━━━━━ Source passage

Moving on to slide 13, operating and maintenance costs totaled $507 million in 2015, $23 million higher than in 2014, and $13 million below the midpoint of our original 2015 guidance range of $510 million to $530 million. The higher costs in 2015 were driven primarily by the following increases: $9 million in costs related to the addition of the Port Westward Unit 2 and Tucannon River Wind Farm, and $14 million in administrative and general costs, including $5 million increase in information technology expense, and an increase of $3 million in non-labor and outside services expense.
The reduction in O&M spending, relative to our original guidance, reflects the Company's commitment to attempt to offset reduced earnings from warm weather in the first quarter of 2015. Depreciation and amortization expense was at the midpoint of our guidance range, and increased $4 million from $301 million in 2014 to $305 million in 2015. The increase was primarily driven by a $26 million increased expense from the capital additions offset by a $22 million reduction of the amortization of deferred regulatory liability from the Trojan spent fuel settlement and tax credits, as they were refunded to customers in 2015.
Interest expense increased $18 million in 2015 compared to 2014. This was driven primarily by a $9 million increase resulting from lower allowance for borrowed funds used during construction, combined with a $7 million increase in interest expense, due to higher debt outstanding in 2015. Other income net decreased $16 million year-over-year as a result of a $16 million decrease in the allowance for equity funds used during construction, as the Tucannon River Wind Farm and Port Westward Unit 2 were put into service in December 2014.
Lastly, income taxes decreased $16 million year-over-year, largely due to a $14 million increase in production tax credits and the addition of the Tucannon River Wind Farm. The Company's effective tax rate decreased to 20.7% from 26% in 2014. We did not take bonus depreciation in 2015, and we have not taken it since 2010, because we have favored using production tax credits and other state tax credits with expiration dates over using bonus depreciation. Given the extension of the bonus depreciation through 2019, we will continue to assess our approach each year.

━━━━━━━━━━
━━━━━ Supplied data

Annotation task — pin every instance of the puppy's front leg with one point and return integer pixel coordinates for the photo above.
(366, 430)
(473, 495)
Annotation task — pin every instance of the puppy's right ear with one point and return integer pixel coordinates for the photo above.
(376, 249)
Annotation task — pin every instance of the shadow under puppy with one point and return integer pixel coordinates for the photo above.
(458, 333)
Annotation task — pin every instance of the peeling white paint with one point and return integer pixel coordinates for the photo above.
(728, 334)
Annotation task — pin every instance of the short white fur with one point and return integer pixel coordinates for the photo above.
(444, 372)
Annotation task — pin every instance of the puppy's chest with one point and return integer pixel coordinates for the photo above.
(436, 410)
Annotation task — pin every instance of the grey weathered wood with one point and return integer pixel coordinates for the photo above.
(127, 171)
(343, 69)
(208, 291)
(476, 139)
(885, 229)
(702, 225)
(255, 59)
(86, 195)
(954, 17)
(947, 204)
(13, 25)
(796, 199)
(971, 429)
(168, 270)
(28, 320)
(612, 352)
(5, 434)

━━━━━━━━━━

* **To be done**: Can you rewrite the earnings passage starting at "Interest expense increased" and ending at "in December 2014.", putting "Net other income" in place of "Other income net"?

* **Final result**:
Interest expense increased $18 million in 2015 compared to 2014. This was driven primarily by a $9 million increase resulting from lower allowance for borrowed funds used during construction, combined with a $7 million increase in interest expense, due to higher debt outstanding in 2015. Net other income decreased $16 million year-over-year as a result of a $16 million decrease in the allowance for equity funds used during construction, as the Tucannon River Wind Farm and Port Westward Unit 2 were put into service in December 2014.